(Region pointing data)
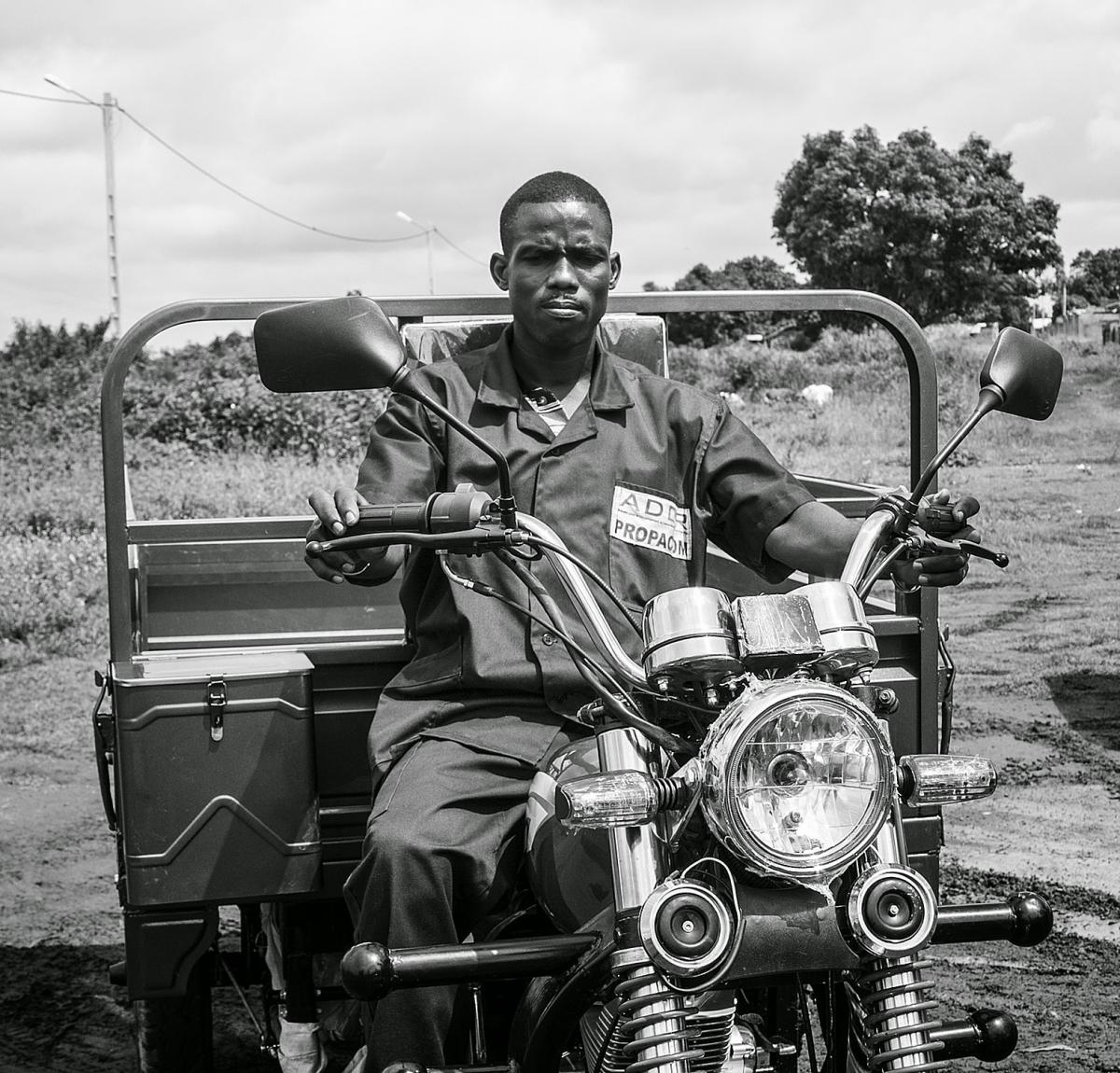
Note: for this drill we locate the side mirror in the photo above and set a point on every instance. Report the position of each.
(336, 344)
(1025, 372)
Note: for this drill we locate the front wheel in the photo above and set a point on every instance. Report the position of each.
(175, 1035)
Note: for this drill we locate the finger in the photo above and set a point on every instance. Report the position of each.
(323, 503)
(347, 502)
(966, 507)
(939, 570)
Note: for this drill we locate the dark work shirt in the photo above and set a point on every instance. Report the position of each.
(639, 477)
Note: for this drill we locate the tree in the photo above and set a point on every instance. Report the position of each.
(945, 234)
(1096, 275)
(709, 328)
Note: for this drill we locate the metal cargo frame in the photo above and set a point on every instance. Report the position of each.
(908, 632)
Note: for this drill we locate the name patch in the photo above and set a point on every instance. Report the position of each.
(651, 521)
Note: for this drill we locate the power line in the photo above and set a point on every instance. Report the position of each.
(245, 197)
(469, 257)
(236, 193)
(39, 96)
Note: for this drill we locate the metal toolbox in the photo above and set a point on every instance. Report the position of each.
(216, 773)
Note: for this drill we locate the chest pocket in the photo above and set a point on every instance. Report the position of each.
(650, 543)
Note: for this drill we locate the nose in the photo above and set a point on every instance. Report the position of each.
(563, 275)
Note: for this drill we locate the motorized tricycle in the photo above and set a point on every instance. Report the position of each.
(737, 871)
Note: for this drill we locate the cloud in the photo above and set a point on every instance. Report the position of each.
(1029, 130)
(341, 113)
(1102, 132)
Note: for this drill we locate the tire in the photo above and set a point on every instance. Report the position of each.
(174, 1035)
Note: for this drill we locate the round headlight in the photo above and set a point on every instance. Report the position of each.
(798, 778)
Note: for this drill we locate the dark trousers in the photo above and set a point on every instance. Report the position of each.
(442, 845)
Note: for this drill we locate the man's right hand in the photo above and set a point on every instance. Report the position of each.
(337, 510)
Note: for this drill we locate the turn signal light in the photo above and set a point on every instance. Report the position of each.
(619, 799)
(933, 778)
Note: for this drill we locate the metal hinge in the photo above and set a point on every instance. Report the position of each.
(216, 704)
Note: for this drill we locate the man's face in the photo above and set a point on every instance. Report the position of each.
(558, 269)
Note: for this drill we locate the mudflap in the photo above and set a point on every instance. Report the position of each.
(161, 948)
(552, 1007)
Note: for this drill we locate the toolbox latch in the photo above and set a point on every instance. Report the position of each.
(216, 704)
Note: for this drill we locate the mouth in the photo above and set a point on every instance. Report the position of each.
(563, 309)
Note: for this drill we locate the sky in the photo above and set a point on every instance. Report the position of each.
(342, 115)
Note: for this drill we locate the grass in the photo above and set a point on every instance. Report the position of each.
(54, 606)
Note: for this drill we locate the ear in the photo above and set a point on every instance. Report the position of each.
(499, 270)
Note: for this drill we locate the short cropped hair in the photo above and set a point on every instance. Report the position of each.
(550, 186)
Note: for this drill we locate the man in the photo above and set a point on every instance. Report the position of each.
(458, 732)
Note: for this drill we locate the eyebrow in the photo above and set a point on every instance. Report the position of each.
(550, 244)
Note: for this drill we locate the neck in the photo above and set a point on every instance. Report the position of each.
(540, 367)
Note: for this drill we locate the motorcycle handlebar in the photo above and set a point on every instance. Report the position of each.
(443, 512)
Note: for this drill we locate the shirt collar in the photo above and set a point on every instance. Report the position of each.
(499, 386)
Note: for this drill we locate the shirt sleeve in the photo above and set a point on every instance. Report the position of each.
(404, 460)
(744, 494)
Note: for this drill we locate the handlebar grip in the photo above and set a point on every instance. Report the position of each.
(391, 518)
(443, 512)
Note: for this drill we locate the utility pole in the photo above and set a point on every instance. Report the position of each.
(107, 109)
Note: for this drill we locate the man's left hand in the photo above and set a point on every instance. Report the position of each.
(941, 570)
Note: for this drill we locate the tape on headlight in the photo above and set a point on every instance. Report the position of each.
(796, 778)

§ **Task goal**:
In your copy, omit the pictures and restate every line of the data word for word.

§ **Reply to the task**:
Note: for this drill we locate the side mirror in the photo above and set a point on every instance. Report the position of each.
(336, 344)
(1025, 372)
Note: for this drill we locate the front wheel in the photo above and set a point on every instance. Report the position of each.
(175, 1035)
Note: for this drill we locate the finger in the photo above and set a point on every instance. Report the position of each.
(323, 503)
(347, 502)
(966, 507)
(939, 570)
Note: for this drill we locate the dark work shirt in the photo above and set a point on every instance. Report the position of each.
(639, 477)
Note: for this drill we locate the tree in the photo above and set a point on every instance. Report the position of each.
(945, 234)
(1096, 275)
(709, 328)
Note: for this drill we locate the metal cargo frame in the photo above and set a point on every instance. Report the position of each.
(908, 632)
Note: for this drill we locate the name patch in the photo above and set a point on every instance. Report the position of each.
(651, 521)
Note: for this drill we locate the power line in the photo above and set a point on every instance. Report the position of each.
(245, 197)
(469, 257)
(236, 193)
(39, 96)
Note: for this drill we locate the metal toolbox in the photo above and set a point on every instance. Report the position of each.
(216, 773)
Note: for this drill we locate the chest pocket in the photo above and set a point on every instance. Report the position of each.
(650, 543)
Note: for this drill we locate the nose in the photo above and set a point on every instance. Report the position of each.
(563, 275)
Note: for this drill we locate the motorized tricycle in the photo above and set a point on every instance. Report the position of each.
(737, 871)
Note: for this drill we locate the cloud in the photo above and set a point on every instance. Report the position of each.
(1029, 130)
(341, 113)
(1102, 132)
Note: for this drill we locate the tire in the photo above and set a point on every instance. Report the position of each.
(174, 1035)
Note: for this drill we locate the round headlight in the photo above and set a point on every instance. Report the position of each.
(798, 778)
Note: for this drill we locate the dark trousers in the photo above and set a point on every instance. Report the position of each.
(442, 845)
Note: for this drill we locate the man's right hand in the photo above and set a point on every instance. Report the position of each.
(337, 510)
Note: for this drill we locate the turn signal light in the photo above and set a point on every instance. Report the position of each.
(619, 799)
(933, 778)
Note: for this drill we locate the metal hinge in the photo above and set a point on every instance. Report the position of each.
(216, 704)
Note: for this drill we locate the man's face in the photo above and set a point on every instance. Report the position of each.
(558, 269)
Note: for this drill we locate the mudflap in the photo above and set a point on every instance. Report the position of each.
(161, 948)
(552, 1007)
Note: for this drill we locate the toolbox latch in the photo above and set a point on every instance. Report the position of each.
(216, 704)
Note: for this drill we locate the mouth in the photo above and set a point on every instance. Report the position of each.
(563, 309)
Note: for this drill we locate the sky in the photo above and set a point on every instance. Report the position of each.
(342, 115)
Note: for this drill we locate the grass in the photo above and set a point on every instance. Report the position of each.
(54, 606)
Note: for this drill we locate the ear in the photo above and set a point on every instance. Report the position of each.
(499, 270)
Note: for this drill we locate the short cropped hair in the photo above and set a point on every instance. Report the position of each.
(550, 186)
Note: for this drill we locate the man in the photo above and set a point on every instance. Report the position of each.
(458, 732)
Note: for this drill we locate the eyebrow in the photo above and set a point on every instance. Report the position of each.
(550, 244)
Note: for this drill we locate the neck in the photo above and set a point on every instance. Report the position of each.
(540, 367)
Note: for this drill we locate the motorcycle handlebar in the photo above and set a point on every instance. Report the position of each.
(443, 512)
Note: for this drill we locate the shirt collar in the photo above and set a point on every instance. Report the position of each.
(499, 386)
Note: for this drill we locate the shirt sleeve in the photo above and set a point on every instance. Report the position of each.
(404, 460)
(744, 494)
Note: for this drill we locate the handlebar grip in the photo above and set a point on every instance. Report the position of each.
(391, 518)
(443, 512)
Note: for this drill we locate the utility pole in the photo above and set a point on every instance. Report the position of each.
(107, 109)
Note: for this drill we locate the man's left hand in the photo above and set a point on every instance. Report the position of each.
(941, 570)
Note: for this drill we locate the tape on headlight in the photo above and set a point on every instance. Report the position of each.
(796, 778)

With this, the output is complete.